Supplied entries:
───

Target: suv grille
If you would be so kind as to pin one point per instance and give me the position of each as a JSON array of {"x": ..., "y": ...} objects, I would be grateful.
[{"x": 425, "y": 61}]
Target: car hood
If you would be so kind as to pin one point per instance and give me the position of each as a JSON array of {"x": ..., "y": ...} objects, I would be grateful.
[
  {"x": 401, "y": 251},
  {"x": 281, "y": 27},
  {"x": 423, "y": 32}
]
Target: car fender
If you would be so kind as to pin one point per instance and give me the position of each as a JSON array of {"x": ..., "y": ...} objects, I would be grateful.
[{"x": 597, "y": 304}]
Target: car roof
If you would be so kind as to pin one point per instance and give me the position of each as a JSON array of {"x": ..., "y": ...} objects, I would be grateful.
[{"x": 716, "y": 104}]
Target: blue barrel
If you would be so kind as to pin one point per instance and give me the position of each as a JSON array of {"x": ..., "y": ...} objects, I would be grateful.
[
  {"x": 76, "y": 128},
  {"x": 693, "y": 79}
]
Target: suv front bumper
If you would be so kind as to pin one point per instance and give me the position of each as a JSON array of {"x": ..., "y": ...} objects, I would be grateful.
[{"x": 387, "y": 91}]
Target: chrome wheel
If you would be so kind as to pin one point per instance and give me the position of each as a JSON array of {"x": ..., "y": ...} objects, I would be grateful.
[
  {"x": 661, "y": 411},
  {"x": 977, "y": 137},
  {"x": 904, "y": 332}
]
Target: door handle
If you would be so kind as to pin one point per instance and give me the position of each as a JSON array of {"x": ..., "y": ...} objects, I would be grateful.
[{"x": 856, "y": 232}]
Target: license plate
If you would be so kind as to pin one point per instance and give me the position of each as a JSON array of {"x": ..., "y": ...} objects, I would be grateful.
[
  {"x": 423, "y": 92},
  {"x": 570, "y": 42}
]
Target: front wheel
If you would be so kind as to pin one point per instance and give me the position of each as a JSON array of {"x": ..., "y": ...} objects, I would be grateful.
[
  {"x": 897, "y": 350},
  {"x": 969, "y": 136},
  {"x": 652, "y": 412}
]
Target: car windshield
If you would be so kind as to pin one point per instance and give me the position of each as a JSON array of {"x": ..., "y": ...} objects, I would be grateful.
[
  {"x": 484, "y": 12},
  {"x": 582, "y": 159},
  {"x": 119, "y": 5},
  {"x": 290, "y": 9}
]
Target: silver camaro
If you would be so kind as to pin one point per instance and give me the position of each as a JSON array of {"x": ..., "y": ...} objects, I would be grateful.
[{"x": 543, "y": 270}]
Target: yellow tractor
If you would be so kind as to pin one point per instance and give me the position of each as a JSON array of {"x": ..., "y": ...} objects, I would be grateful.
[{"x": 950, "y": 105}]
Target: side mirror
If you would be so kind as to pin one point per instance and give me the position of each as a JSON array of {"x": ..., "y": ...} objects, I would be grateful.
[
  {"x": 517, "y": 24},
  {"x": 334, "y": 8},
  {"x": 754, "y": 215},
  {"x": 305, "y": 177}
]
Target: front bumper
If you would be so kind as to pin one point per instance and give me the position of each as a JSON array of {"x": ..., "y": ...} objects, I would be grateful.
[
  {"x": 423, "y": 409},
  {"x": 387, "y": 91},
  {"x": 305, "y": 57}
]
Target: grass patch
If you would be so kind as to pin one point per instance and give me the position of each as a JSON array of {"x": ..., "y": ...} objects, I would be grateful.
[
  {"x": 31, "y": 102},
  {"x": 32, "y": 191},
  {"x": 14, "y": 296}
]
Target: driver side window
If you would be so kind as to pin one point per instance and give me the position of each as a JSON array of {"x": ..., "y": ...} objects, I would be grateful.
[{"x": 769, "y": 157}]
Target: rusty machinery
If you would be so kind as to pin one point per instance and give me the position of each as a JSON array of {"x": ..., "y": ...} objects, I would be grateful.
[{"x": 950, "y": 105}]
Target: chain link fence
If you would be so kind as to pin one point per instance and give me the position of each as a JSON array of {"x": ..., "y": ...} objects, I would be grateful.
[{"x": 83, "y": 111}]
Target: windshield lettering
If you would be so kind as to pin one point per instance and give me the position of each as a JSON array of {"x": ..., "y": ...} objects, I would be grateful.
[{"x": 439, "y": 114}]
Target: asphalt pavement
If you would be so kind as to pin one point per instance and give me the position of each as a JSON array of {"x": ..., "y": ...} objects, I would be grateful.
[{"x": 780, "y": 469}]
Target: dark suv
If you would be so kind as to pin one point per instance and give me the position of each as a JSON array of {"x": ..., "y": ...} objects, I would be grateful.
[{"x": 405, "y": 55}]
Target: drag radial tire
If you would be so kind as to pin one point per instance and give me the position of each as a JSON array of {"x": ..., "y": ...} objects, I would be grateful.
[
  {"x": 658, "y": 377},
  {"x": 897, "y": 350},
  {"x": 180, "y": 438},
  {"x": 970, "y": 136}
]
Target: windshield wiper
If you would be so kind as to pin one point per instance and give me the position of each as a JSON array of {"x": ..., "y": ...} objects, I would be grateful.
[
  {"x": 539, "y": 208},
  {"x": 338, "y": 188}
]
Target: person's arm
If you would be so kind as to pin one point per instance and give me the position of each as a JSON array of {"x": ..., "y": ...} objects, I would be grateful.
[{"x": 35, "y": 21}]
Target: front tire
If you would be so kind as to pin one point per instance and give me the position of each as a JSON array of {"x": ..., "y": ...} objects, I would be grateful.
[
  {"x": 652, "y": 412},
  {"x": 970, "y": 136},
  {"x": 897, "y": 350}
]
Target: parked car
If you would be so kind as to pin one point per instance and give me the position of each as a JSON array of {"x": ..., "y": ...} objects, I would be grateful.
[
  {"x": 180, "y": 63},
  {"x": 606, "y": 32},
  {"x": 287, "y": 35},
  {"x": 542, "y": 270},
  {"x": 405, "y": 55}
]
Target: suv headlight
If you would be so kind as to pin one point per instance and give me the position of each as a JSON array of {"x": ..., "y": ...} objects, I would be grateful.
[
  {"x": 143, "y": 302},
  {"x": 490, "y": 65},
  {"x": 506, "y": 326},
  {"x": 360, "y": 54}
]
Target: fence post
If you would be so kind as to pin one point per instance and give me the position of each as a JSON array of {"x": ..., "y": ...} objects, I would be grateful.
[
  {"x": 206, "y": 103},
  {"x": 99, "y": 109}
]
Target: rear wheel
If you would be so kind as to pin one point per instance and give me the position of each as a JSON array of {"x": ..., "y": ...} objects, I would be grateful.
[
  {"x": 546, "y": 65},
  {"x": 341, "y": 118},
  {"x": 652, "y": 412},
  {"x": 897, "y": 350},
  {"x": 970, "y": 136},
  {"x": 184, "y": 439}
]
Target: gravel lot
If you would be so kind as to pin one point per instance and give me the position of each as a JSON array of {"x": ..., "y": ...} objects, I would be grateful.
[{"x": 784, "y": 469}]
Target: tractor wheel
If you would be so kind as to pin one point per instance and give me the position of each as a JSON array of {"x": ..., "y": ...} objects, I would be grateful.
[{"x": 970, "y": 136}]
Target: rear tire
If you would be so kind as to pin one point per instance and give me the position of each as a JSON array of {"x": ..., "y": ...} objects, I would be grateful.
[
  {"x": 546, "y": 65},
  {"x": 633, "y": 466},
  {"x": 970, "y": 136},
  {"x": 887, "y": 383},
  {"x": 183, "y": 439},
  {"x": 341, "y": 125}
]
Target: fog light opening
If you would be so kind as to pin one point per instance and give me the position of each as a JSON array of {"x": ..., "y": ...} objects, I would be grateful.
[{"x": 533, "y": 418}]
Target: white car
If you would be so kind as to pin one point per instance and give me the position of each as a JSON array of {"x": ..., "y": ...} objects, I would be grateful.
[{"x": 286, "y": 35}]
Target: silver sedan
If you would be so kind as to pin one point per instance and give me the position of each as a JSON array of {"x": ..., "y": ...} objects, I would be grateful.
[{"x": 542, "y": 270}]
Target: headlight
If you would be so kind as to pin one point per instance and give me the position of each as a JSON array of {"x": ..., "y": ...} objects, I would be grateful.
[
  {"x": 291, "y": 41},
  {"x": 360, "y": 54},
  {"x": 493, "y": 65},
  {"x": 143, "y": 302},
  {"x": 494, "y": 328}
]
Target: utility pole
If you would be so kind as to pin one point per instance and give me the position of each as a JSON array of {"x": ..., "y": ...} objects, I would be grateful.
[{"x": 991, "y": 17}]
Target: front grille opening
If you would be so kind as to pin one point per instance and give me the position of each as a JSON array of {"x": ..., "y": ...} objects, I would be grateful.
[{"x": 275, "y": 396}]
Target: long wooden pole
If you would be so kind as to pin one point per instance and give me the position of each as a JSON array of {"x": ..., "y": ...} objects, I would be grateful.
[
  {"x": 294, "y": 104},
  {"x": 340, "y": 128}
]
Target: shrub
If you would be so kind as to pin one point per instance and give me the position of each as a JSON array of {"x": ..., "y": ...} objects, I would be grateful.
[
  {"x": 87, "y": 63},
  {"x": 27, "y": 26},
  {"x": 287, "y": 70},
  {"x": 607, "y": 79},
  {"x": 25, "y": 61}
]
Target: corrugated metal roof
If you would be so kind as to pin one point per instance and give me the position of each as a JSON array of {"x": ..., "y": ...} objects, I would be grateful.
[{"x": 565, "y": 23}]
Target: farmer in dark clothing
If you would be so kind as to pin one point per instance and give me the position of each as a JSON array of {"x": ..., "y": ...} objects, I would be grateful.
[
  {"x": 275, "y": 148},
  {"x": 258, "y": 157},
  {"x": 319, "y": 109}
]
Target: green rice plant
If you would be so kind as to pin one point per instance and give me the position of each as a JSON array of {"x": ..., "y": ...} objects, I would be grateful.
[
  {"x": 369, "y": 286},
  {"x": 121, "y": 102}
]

───

Objective:
Could you quote, word for word, the lines starting at the one containing "Target: farmer in dark clothing" and ending at the very last line above?

Finished answer:
Target: farmer in dark clothing
If you would be so kind as to pin one point per instance and give me the position of each as a JSON array of {"x": ..., "y": ...} objects, I would be grateful.
[
  {"x": 275, "y": 148},
  {"x": 258, "y": 157},
  {"x": 319, "y": 109}
]
Target: green rice plant
If you would be so kind as to pin one point per instance and give me the position of each as a JSON array of {"x": ..., "y": ...} objects, I would be grateful.
[
  {"x": 369, "y": 286},
  {"x": 121, "y": 102}
]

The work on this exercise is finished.